• **Ausgangstext**
────────────────────────────────────────

Ein Mitglied unseres Normenausschusses nahm dann diesen Entwurf in seinen Betrieb und legte ihn seinen Büroorganisatoren vor. Deren Meinung war verheerend: eine Welt ohne Glanz. Matt wie platt.
Die besagten Herren waren noch gnädig. Große Computerfirmen gingen dagegen aggressiv vor. Sie hatten aber mit Zitronen gehandelt, denn dafür, dass Bildschirme glänzen sollen, gab es keine Begründung. Also floss die Idee in Normen, später in Sicherheitsregeln und ganz zuletzt in Arbeitsschutzvorschriften wie die EU-Richtlinie für die Arbeit mit Bildschirmen von 1990. Auch der Bundesarbeitsminister verschreibt den Betrieben in der ASR A6 (Bildschirmarbeit) von 2024: „Grundsätzlich sind an Bildschirmarbeitsplätzen Bildschirme mit entspiegelten (matten) Displays und matten Gehäuseoberflächen zu verwenden.“ Er lässt nur wenige Ausnahmen zu.
Die fehlende Begründung für glänzende Bildschirme kam später, als Computer auch Videos abspielen konnten. Auf matten Bildschirmen sahen schicke Filme gar nicht so schick aus. So bauten unbotmäßige Computerhersteller Laptops mit glänzenden Bildschirmen. Denn man kann nicht dauernd das Display wechseln, wenn man mal Büroarbeit macht und mal einen Porno einzieht.
Das Problem besteht bis heute, aber mit anderen Begründungen. Der technische Fortschritt hat zu Monitoren geführt, die weniger glänzen als die Vorschrift erlaubt. Aber Handys lassen sich schwer verkaufen, wenn ihre Displays tot aussehen. Da diese aber das ganze Gesicht vom Handy ausmachen, glänzen die dummen Dinger um die Wette. So auch mein iPhone, wenn es als Display für meine Drohne dienen soll, die bei Kaiserwetter den Berliner Wannsee ablichten will. Da ich kaum noch was sehe, haut die Drohne manchmal ab. Sie kommt eine halbe Stunde später reumütig wieder, wenn ihr Akku leer ist. Ob das sich auch ukrainische Drohnenpiloten leisten können? Zum Teufel mit dem Glanz, wenn mein Leben auf dem Spiel steht.
Die Probleme mit dem Glanz waren vermutlich vor meiner Geburt schon bekannt gewesen. Ich habe Farbe studiert bei einer der wenigen Koryphäen, denen es gelungen ist, ein Farbsystem aufzustellen (Anm.: Es war nicht Goethe). Sein wichtigstes Werk im Bereich der Farbsystematik ist das DIN-Farbsystem DIN 6164 (auch bekannt als DIN-Farbenkarte oder DIN-Farbenatlas). Er war Physiker und Farbmetriker und gilt als einer der führenden Vertreter der Farbwissenschaft in Deutschland im 20. Jahrhundert. Auch ihn wurmte die Frage des Glanzes, weil der Glanz nicht nur die vor dem Bildschirm stört. Er zerstört die Farben. Egal, wie ein Objekt aussieht, rot, grün oder lila, der Glanz ist fast immer weiß oder farblos.

────────────────────────────────────────

• **Zielsetzung**
Führen Sie den Text über den Glanz von Bildschirmen im Anschluss an seinen letzten Satz weiter. Die Datensätze werden für die Bearbeitung nicht benötigt.

────────────────────────────────────────

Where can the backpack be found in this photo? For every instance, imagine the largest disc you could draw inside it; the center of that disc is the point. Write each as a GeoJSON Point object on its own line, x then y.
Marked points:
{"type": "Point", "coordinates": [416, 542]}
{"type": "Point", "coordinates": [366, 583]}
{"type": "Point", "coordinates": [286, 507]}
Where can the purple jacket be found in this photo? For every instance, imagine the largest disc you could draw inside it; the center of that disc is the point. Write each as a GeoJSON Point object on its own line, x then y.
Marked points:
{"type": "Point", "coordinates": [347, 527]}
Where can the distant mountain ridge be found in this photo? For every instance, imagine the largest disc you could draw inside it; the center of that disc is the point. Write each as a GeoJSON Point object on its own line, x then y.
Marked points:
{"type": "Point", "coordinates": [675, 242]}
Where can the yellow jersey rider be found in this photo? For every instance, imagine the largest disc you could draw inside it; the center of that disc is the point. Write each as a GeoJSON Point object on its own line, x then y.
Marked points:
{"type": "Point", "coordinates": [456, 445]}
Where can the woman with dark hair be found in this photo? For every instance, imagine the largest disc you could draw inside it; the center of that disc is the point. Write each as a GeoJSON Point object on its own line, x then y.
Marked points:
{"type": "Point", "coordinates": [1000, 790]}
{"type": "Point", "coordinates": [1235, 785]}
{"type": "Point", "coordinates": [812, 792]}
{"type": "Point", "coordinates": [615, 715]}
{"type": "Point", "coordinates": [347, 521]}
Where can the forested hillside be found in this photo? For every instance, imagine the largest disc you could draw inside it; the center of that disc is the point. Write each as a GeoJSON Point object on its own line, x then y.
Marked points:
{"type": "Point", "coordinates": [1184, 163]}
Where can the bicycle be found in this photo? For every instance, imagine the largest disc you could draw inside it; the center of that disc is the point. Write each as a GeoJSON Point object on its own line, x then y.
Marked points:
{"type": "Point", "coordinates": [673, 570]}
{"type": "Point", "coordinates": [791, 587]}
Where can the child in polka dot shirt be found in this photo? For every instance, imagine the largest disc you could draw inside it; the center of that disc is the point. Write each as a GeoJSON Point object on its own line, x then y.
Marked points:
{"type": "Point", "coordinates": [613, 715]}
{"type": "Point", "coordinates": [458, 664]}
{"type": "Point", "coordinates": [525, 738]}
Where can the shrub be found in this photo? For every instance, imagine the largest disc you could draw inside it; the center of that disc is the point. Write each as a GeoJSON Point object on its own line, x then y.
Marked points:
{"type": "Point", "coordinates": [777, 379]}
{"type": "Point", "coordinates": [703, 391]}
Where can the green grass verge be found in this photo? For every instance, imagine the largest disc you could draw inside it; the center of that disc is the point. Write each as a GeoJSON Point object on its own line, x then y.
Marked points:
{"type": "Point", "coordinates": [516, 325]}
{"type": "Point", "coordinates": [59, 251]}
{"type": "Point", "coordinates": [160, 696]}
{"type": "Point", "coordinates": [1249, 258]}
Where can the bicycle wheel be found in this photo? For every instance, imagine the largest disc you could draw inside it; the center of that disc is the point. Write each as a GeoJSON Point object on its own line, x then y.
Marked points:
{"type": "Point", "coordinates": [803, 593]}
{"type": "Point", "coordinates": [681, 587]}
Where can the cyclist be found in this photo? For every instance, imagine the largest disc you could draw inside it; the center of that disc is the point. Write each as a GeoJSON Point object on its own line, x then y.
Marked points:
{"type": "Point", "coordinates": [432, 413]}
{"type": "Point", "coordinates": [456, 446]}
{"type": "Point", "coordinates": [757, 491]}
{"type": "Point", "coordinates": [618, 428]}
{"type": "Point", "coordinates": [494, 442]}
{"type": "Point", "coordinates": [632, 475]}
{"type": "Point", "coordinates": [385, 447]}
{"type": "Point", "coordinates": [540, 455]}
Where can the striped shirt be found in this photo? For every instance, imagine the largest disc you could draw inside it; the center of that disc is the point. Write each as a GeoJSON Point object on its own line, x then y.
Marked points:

────────────────────────────────────────

• **Antwort**
Unter unserem Lehrer versuchten mehrere Kollegen, fast alle Ingenieure, eine Dissertation zu dem Thema zu schreiben. So entstand die Bezeichnung Glanzleiche. Die ist nicht ein optisch präpariertes Opfer in einem Tatort, sondern eine Doktorarbeit, von der man bereits zu Beginn sagte, dass die nichts wird.
Warum aber, wenn eine Arbeit von einer begnadeten Koryphäe betreut wird und von intelligenten Menschen ausgeführt? Die Gründe habe ich im Kapitel Warum sich die Forschung auf der Stelle dreht ausführlich erklärt. In diesem Kapitel geht es um Blendung, bei deren Erforschung man sich seit 120 Jahren die Zähne ausbeisst. Darin wird auch erklärt, dass Glanz eine Blendung ist. Er verhindert, dass man Dinge so sieht, wie sie sind. Weder ein Mensch noch eine Kamera können unter einer glänzenden Stelle erkennen, was darunter liegt. Und Blendung ist immer etwas, was das Erkennen erschwert. Glanz ist eine Form der Blendung, die man aber nicht so nennt. Das aus gutem Grund, denn Blendung klingt negativ, Glanz ist aber …?
Das Teuflische ist, dass der Glanz zu den vier Eigenschaften gehört, die uns das Erkennen eines physikalischen Objekts vollständig erklären: Helligkeit, Farbe, Glanz und Form. Hiervon wird nur die Form nicht von Physikern oder Technikern behandelt. Die anderen drei lernt man, wenn man Lichttechnik oder Farbenlehre studiert. Dummerweise hängen Farbe und Helligkeit eng zusammen. Und Glanz wird erheblich von der Form bestimmt. Und dies in Tateinheit mit Farbe. Die Kugeln rechts stammen übrigens von einer wissenschaftlichen Studie, die genauer ist als die in der Lichttechnik, aber nichts damit zu tun hatte.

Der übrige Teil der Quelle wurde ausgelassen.